- _Page excerpt_

=======

This writeup is fantastic, Geir. I'll keep an eye on this thread to see what
decisions are made.

I was thinking about the discussion re: escape characters and wondered whether
some redundancy could be useful for designers over the long run. If $foo is defined 
("Gibreel") and $bar is undefined, we could have:  

$foo -> Gibreel  
$\foo  -> $foo
$\\foo -> $\foo

$bar -> $bar 
$\bar -> $bar (rather than $\bar)
$\\bar -> $\bar (rather than $\\bar)

Then, if $bar becomes a valid reference ("Saladin") in the future, no changes
would be required to the templates.

$bar -> Saladin 
$\bar -> $bar 
$\\bar ->  $\bar 

(Of course, this idea would be the same regardless of the escape
characters that are eventually decided upon.)

Anyways, I may not be thinking about this correctly, but I thought I'd throw
in my 2 cents...

Cheers,
John

> The two biggest changes recently beside bug fixes are motived by the
> idea that Velocity is a general purpose template engine (not just for
> outputting HTML), and therefore we have to be very careful that the
> output is both predictable and doesn't damage the non-VTL components of
> the input templates (called hereafter, 'schmoo').

=======

- _Data section_
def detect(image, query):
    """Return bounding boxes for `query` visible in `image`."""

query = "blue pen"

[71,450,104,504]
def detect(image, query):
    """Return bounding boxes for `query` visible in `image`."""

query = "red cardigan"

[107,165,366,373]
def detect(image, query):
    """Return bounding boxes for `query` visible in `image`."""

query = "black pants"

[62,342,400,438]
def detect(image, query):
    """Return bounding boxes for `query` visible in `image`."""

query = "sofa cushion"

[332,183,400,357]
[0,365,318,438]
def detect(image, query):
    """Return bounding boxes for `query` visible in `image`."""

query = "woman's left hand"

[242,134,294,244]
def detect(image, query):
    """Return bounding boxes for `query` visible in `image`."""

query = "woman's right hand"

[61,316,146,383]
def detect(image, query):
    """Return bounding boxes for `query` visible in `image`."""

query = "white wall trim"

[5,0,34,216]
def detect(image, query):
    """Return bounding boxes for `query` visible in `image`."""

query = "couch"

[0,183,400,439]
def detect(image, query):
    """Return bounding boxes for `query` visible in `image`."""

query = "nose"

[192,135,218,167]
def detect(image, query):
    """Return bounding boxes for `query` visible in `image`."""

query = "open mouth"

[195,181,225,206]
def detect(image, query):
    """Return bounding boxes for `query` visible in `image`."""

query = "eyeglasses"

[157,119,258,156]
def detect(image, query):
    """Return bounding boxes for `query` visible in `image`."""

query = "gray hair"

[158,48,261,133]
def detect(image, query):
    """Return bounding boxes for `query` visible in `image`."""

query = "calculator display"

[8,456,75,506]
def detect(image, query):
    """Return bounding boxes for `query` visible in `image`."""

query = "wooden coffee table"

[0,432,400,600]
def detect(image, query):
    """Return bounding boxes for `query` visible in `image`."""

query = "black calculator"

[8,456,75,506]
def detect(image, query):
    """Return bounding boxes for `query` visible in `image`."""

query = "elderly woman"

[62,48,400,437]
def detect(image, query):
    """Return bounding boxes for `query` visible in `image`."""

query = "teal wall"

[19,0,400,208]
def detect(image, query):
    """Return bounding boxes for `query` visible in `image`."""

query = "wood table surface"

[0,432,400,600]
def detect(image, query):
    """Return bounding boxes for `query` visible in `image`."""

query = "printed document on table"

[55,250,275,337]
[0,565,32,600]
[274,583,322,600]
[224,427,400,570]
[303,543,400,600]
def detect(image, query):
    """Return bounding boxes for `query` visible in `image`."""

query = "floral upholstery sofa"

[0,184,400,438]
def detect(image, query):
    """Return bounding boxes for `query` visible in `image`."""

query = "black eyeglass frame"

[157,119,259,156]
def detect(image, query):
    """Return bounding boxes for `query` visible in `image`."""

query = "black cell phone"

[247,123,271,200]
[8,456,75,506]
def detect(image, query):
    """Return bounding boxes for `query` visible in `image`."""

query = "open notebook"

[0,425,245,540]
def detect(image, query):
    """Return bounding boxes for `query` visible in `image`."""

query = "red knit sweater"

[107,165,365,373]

=======

- _Aim 1_
Sum up the escape-character post in two sentences.
- _Aim 2_
Please carry the escape-character post on from its last line.
The rows play no part in this work.

- _Expected output 1_
The writer praises Geir's writeup and suggests that some redundancy in escaping could help designers over the long run: with $foo defined and $bar undefined, $\foo would render as $foo and $\\foo as $\foo, while $\bar would render as $bar rather than $\bar and $\\bar as $\bar rather than $\\bar. If $bar later became a valid reference, the templates would need no changes, and the idea would hold whatever escape characters are eventually chosen.

- _Expected output 2_
> 
> Escape Handling 
> ----------------
> The escape handling rules are very simple now.
> 
> 1) When a non-null reference (a reference that refers to actual data in
> the Context) is preceeded by a '\', it will be rendered as $<reference>. 
> 
> 2) When a VTL directive ( #if, #else, #elseif, #end, #set, #foreach ...)
> is preceeded by a '\', it will be rendered as  #<directive>.
> 
> 3) In any other case, the '\' has no effect, and is simply output as-is.
> 
> This means:
> 
> #set $foo = "woogie"
> \$foo => $foo
> \$bar => $bar
> 
> would output as :
> 
> $foo =>  woogie
> \$bar =>  $bar
> 
> because $bar is not a reference (assuming in this case that there is no
> data element 'bar' in the Context).
> 
> Further
> 
> \#foreach( 
> \#whumpus
> 
> would render as 
> 
> #foreach(
> \#whumpus
> 
> because foreach() is a valid directive, and currently, whumpus isn't.
> 
> I hope you get the idea.  See test/templates/test.vm and escape.vm for
> more examples.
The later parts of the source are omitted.